ADVERTISING LOOKS AND CHOPS A MUST!

NO BIG HAIR!

CAREER! CAREER! CAREER!

Pathetic. Bob’s eyes begin to glaze over but as he turns to walk away, one ad catches his attention.

BAND SEEKS BASSIST INTO HUSKER DU & PETER, PAUL & MARY

That’s weird, he thinks, those are the exact words of the want ad that Kim Deal responded to when she joined The Pixies 1986. Intrigued, he reaches for one of the tear-away tabs with a phone number and the name CHARLES written on it. Suddenly Jason Narducy, who has been Bob’s touring bassist since 2005, and his biggest fan since the day he heard Workbook, appears out of nowhere and angrily rips down the sign, crumbles it up and storms off, like Lucy pulling away the football from Charlie Brown at the last minute. Startled, Bob’s face lights up with alarm and then dims to that defeated, deflated Charlie Brown look that betrays years of subsisting on on a daily diet of disappointment and quiet desperation. You can see it in his eyes: he feels foolish and unsettled and maybe even a little hurt. If I didn’t know that Narducy was married with children, I’d think it was a lover’s spat. It’s an odd, unflattering moment, uncomfortable to watch, and someone as intensely private as Bob must surely regret that it happened in front of a visiting journalist.  Fortunately, it never really happened.

_GIVEN INFORMATION_
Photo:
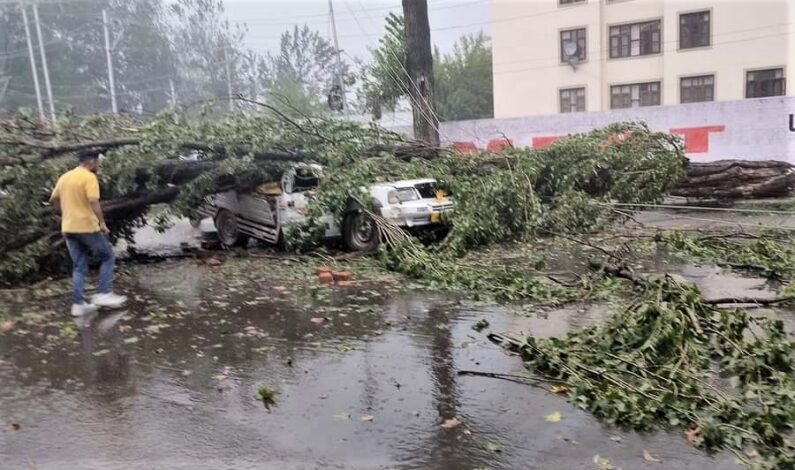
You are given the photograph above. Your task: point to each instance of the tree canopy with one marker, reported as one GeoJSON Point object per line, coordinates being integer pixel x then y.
{"type": "Point", "coordinates": [463, 79]}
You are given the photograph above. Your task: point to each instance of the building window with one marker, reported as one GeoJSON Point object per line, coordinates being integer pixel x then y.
{"type": "Point", "coordinates": [694, 30]}
{"type": "Point", "coordinates": [635, 39]}
{"type": "Point", "coordinates": [634, 95]}
{"type": "Point", "coordinates": [575, 36]}
{"type": "Point", "coordinates": [761, 83]}
{"type": "Point", "coordinates": [697, 89]}
{"type": "Point", "coordinates": [572, 100]}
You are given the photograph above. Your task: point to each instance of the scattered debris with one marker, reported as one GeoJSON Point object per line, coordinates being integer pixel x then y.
{"type": "Point", "coordinates": [450, 423]}
{"type": "Point", "coordinates": [553, 417]}
{"type": "Point", "coordinates": [342, 276]}
{"type": "Point", "coordinates": [481, 325]}
{"type": "Point", "coordinates": [491, 446]}
{"type": "Point", "coordinates": [603, 464]}
{"type": "Point", "coordinates": [647, 456]}
{"type": "Point", "coordinates": [342, 416]}
{"type": "Point", "coordinates": [267, 395]}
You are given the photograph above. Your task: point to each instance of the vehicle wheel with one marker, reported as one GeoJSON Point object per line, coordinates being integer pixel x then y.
{"type": "Point", "coordinates": [226, 226]}
{"type": "Point", "coordinates": [360, 233]}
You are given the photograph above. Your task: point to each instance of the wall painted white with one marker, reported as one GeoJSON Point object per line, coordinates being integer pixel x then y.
{"type": "Point", "coordinates": [757, 129]}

_WHAT TO DO_
**a)** For each statement, say whether it agrees with the passage about Bob and the want ad, and quote the words that settle it: (i) Jason Narducy has been Bob's touring bassist since 2005. (ii) The tear-away tab carries the name CHARLES. (iii) Narducy folds the sign neatly and hands it to Bob.
**b)** From the passage about Bob and the want ad, extract the stretch from "ADVERTISING LOOKS AND" through "catches his attention.", word for word.
Rely on the passage about Bob and the want ad alone.

_RESULTS IN ORDER_
**a)**
(i) Yes: "who has been Bob’s touring bassist since 2005"
(ii) Yes: "a phone number and the name CHARLES written on it"
(iii) No: "angrily rips down the sign, crumbles it up and storms off"

**b)**
ADVERTISING LOOKS AND CHOPS A MUST!

NO BIG HAIR!

CAREER! CAREER! CAREER!

Pathetic. Bob’s eyes begin to glaze over but as he turns to walk away, one ad catches his attention.